# start of MATERIAL FOR THIS TASK
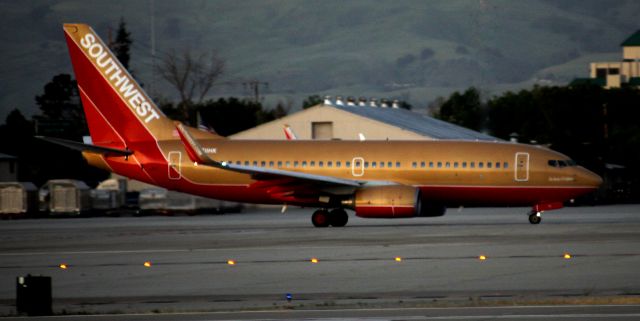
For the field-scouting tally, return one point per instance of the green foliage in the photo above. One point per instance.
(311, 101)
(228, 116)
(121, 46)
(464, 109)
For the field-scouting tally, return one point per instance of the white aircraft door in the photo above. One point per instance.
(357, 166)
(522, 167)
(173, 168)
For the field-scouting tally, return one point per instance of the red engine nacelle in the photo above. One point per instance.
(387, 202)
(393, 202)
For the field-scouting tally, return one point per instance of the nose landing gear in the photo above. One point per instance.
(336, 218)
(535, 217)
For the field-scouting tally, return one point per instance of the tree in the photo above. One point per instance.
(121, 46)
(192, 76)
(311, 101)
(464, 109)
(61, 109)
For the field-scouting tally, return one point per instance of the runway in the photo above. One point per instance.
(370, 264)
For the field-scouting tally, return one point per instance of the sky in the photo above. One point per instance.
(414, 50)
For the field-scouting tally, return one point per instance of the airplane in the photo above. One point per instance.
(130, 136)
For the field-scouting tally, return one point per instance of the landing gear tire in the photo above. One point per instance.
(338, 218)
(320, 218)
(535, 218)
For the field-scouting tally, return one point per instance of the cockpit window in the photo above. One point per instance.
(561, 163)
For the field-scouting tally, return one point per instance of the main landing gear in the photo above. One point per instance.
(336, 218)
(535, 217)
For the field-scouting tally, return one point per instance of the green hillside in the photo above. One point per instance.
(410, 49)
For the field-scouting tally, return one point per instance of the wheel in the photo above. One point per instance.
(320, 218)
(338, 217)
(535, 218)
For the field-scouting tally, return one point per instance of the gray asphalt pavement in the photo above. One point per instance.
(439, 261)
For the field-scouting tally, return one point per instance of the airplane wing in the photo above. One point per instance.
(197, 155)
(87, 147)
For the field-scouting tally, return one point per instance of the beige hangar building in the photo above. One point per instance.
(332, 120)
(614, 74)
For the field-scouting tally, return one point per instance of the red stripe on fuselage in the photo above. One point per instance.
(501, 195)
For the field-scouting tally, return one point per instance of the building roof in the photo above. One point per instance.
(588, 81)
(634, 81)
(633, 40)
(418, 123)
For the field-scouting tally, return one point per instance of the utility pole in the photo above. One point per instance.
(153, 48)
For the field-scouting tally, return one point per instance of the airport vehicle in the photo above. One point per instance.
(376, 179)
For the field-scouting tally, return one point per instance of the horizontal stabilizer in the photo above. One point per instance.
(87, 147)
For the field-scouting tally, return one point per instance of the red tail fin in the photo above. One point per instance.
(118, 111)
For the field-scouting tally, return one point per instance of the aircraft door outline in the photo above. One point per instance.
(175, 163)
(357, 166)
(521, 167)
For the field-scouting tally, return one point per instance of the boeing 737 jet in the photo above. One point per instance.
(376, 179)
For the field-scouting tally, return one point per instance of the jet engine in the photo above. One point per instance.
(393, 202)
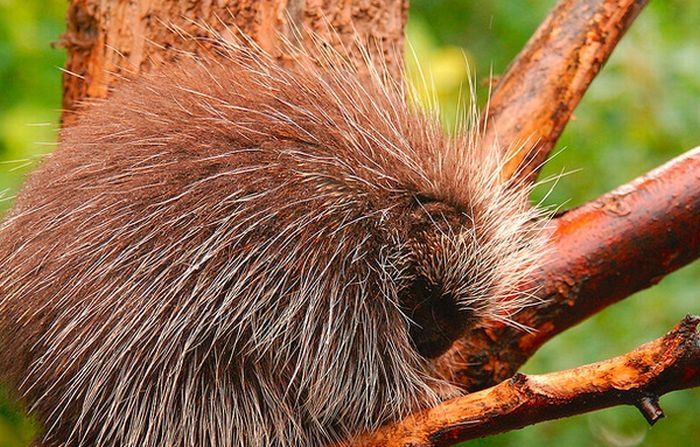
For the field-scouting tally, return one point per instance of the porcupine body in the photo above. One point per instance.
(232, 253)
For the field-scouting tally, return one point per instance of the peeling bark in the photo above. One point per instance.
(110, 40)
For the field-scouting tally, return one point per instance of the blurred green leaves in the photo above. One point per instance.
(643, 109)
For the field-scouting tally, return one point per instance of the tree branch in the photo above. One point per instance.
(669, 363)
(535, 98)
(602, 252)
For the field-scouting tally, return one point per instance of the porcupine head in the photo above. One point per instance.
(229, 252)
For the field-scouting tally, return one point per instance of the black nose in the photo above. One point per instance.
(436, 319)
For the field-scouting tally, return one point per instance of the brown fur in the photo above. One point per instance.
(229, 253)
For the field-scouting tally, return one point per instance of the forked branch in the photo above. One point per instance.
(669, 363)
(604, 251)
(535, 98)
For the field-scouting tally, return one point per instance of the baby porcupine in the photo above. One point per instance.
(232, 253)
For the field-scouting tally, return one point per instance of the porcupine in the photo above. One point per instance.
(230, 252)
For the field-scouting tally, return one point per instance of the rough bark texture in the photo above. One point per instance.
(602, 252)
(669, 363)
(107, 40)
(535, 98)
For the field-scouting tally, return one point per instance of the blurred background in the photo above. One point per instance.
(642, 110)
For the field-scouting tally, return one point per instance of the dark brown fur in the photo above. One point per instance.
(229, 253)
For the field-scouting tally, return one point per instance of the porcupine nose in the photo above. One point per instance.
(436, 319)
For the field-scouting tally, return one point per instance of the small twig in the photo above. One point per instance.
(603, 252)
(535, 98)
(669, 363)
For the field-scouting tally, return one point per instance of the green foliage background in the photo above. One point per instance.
# end of MATERIAL FOR THIS TASK
GOAL: Rewrite the listing above as a numbered list, one line per item, with blank lines dropped. Omit the pictures.

RIGHT ANSWER:
1. For the field-scouting tally, return one point per instance of the green foliage in the photo above. One point per instance.
2. (311, 101)
3. (228, 116)
4. (121, 46)
5. (464, 109)
6. For the field-scouting tally, return one point per instance of the white aircraft door in the photo above. One point per instance.
7. (357, 166)
8. (522, 167)
9. (173, 168)
10. For the field-scouting tally, return one point per instance of the red engine nacelle in the photo above. One point per instance.
11. (387, 202)
12. (393, 202)
13. For the field-scouting tally, return one point per instance of the nose landing gear in the photo above. One point per instance.
14. (336, 218)
15. (535, 217)
16. For the field-scouting tally, return one point per instance of the tree in the photo above. One point per instance.
17. (121, 46)
18. (192, 76)
19. (311, 101)
20. (464, 109)
21. (61, 109)
22. For the field-scouting tally, return one point per instance of the runway in the photo above. One point per instance.
23. (370, 264)
24. For the field-scouting tally, return one point per instance of the sky in the photo above. One point per instance.
25. (414, 50)
26. For the field-scouting tally, return one point per instance of the airplane in the photo above. One point per instance.
27. (130, 136)
28. For the field-scouting tally, return one point per instance of the landing gear tire in the photo above. One point per instance.
29. (338, 218)
30. (320, 218)
31. (535, 218)
32. For the field-scouting tally, return one point per instance of the cockpit window in the photo above. One point per instance.
33. (561, 163)
34. For the field-scouting tally, return one point per instance of the main landing gear in the photo above. One point per instance.
35. (336, 218)
36. (535, 217)
37. For the field-scouting tally, return one point per instance of the green hillside in the photo above. One point per instance.
38. (410, 49)
39. For the field-scouting tally, return one point per instance of the wheel in the photo above. One point per instance.
40. (320, 218)
41. (338, 217)
42. (535, 218)
43. For the field-scouting tally, return one point per instance of the gray asphalt pavement in the photo above. One point per instance.
44. (439, 261)
45. For the field-scouting tally, return one point per instance of the airplane wing in the photo above. One point per instance.
46. (197, 155)
47. (87, 147)
48. For the field-scouting tally, return one point per instance of the beige hangar building in the photo above. One point per instance.
49. (332, 120)
50. (614, 74)
51. For the field-scouting tally, return one point per instance of the red stripe on fuselage in the photo above. One point per instance.
52. (501, 195)
53. For the field-scouting tally, return one point per instance of the building roof in the photo above. One point per instance.
54. (588, 81)
55. (634, 81)
56. (633, 40)
57. (418, 123)
58. For the field-scouting tally, return one point per instance of the utility pole in the photo above. One point per instance.
59. (153, 48)
60. For the field-scouting tally, return one point per instance of the airport vehicle in the photo above. One point per instance.
61. (376, 179)
62. For the field-scouting tally, return one point per instance of the horizontal stabilizer in the photo above. One point per instance.
63. (87, 147)
64. For the field-scouting tally, return one point per instance of the red tail fin in the photo above. One point per instance.
65. (118, 111)
66. For the field-scouting tally, return one point per instance of the aircraft door outline in the photo above. One point per instance.
67. (175, 163)
68. (357, 166)
69. (521, 167)
70. For the field-scouting tally, return one point per instance of the boeing 737 jet in the photo above. One point per instance.
71. (376, 179)
72. For the field-scouting tally, return one point per instance of the jet engine in the photo above. One point per instance.
73. (393, 202)
74. For the field-scouting tally, return one point per instance of the porcupine body in the photo above. One point per instance.
75. (232, 253)
76. For the field-scouting tally, return one point per instance of the peeling bark in the photo above. One point per instance.
77. (110, 40)
78. For the field-scouting tally, return one point per instance of the blurred green leaves in the photo above. One point per instance.
79. (643, 109)
80. For the field-scouting tally, return one point per instance of the tree branch in the photo above. One point per instance.
81. (669, 363)
82. (535, 98)
83. (602, 252)
84. For the field-scouting tally, return one point per instance of the porcupine head in the photo above. One point per instance.
85. (229, 252)
86. For the field-scouting tally, return one point per instance of the black nose in the photo above. One point per instance.
87. (436, 319)
88. For the field-scouting tally, return one point per instance of the brown fur in the photo above. One point per instance.
89. (229, 253)
90. For the field-scouting tally, return one point per instance of the forked branch in the photo above. One point per instance.
91. (669, 363)
92. (604, 251)
93. (535, 98)
94. For the field-scouting tally, return one point per instance of the baby porcupine in the photo above. One point per instance.
95. (232, 253)
96. For the field-scouting tally, return one point per instance of the porcupine in the photo above. One point per instance.
97. (230, 252)
98. For the field-scouting tally, return one point per instance of the rough bark texture in the photo above. One point per instance.
99. (602, 252)
100. (669, 363)
101. (107, 40)
102. (535, 98)
103. For the field-scouting tally, return one point per instance of the blurred background in the photo above. One point per instance.
104. (642, 110)
105. For the field-scouting tally, return one point per instance of the dark brown fur in the photo above. One point per instance.
106. (229, 253)
107. For the field-scouting tally, return one point per instance of the porcupine nose in the photo above. One point per instance.
108. (436, 319)
109. For the field-scouting tally, return one point per instance of the small twig in the photo above. One point per instance.
110. (603, 252)
111. (535, 98)
112. (669, 363)
113. For the field-scouting tally, return one point per instance of the green foliage background in the photo above. One point per instance.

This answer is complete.